## SOURCE EXCERPT
As banks continue to encounter similar issues, customers may wonder who to switch to. More importantly, the question arises: why is this happening now? Banking apps have been around for years without such issues, so what’s changed? And what can banks do about it?

Times Have Changed

It’s important to set the stage first and examine how our surroundings have evolved. We live in an increasingly digital world, where the traditional practices of cashing checks and using ATMs for balancing inquiries are fading fast. Nearly everything now happens within mobile apps. We demand seamless access to our personal finances—from conducting transactions to transfers, checking balances, investing, and more.

It’s all accessible on our phones.

However, this new landscape also introduces fresh challenges. When it comes to app  crashes, the primary culprit seems to be timing. These downtimes and outages tend to coincide with payday, suggesting that the servers become overloaded with a surge of traffic with a short period of time, leading to crashed.

Any interruption in service for such a vital tool can prove disastrous for both banks and their customers.

Problems on Payday

Some banks might underestimate the significance of a few days offline in an otherwise online month. After all, occasional app downtime due to issues or maintenance is not uncommon. However, for banking apps, these few days of downtime coincide with massive spikes in traffic, precisely when people need access to their money the most.

As a result, banks suffer from a loss of customer confidence, declining brand ratings, and face reputational risks. According to a Ponemon Institute study, even a single minute of downtime can cost a business an average of $9,000, bringing the cost per hour to more than half a million dollars. Such losses prompt longstanding customers to terminate their contracts and transfer their accounts to competitors. The damage to the bank’s overall standing can be devastating, especially given the challenge of establishing and maintaining a customer-first image and reputation.

## WRITTEN INSTRUCTION
Copy the banking app outage text, beginning at the words "Times Have Changed" and stopping after "investing, and more.", but swap "ATMs" for "cash machines".

## DATASET ROWS
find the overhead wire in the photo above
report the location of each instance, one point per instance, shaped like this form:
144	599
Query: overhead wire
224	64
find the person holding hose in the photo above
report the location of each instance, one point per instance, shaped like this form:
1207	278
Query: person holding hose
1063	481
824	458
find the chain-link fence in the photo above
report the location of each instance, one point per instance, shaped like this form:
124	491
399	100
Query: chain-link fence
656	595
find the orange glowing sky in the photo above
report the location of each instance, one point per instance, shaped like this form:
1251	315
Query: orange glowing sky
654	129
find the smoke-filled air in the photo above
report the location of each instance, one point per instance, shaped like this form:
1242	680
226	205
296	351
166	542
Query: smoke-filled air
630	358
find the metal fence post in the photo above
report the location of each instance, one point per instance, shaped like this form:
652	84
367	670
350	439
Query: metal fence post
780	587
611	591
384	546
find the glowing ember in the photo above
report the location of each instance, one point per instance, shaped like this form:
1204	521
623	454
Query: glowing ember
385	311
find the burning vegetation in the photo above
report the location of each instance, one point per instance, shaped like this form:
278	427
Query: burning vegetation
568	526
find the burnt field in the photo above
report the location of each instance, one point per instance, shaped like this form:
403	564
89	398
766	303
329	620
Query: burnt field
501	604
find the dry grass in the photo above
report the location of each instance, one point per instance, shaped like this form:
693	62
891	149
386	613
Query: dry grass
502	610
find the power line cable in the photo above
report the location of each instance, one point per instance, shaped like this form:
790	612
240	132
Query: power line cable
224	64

---

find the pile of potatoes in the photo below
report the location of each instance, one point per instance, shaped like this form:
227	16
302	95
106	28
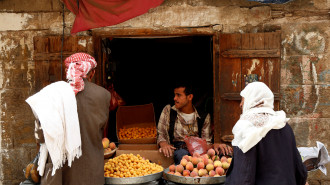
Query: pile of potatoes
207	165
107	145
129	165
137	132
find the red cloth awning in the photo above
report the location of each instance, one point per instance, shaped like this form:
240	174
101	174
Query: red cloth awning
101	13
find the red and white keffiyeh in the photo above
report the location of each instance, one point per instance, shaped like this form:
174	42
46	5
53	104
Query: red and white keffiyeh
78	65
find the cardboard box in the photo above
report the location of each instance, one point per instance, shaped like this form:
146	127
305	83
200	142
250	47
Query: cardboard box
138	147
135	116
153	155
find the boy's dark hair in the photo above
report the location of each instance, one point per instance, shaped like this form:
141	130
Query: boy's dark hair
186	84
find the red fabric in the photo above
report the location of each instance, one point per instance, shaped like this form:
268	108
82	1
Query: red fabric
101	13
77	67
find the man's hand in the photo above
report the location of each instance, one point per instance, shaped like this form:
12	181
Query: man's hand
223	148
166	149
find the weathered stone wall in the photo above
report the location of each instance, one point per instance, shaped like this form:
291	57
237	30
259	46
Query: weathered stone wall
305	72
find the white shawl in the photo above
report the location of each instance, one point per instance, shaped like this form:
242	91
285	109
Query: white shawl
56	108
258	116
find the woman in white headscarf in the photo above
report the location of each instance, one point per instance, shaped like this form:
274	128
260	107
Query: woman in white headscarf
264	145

## SOLUTION TO THIS PROBLEM
Times Have Changed

It’s important to set the stage first and examine how our surroundings have evolved. We live in an increasingly digital world, where the traditional practices of cashing checks and using cash machines for balancing inquiries are fading fast. Nearly everything now happens within mobile apps. We demand seamless access to our personal finances—from conducting transactions to transfers, checking balances, investing, and more.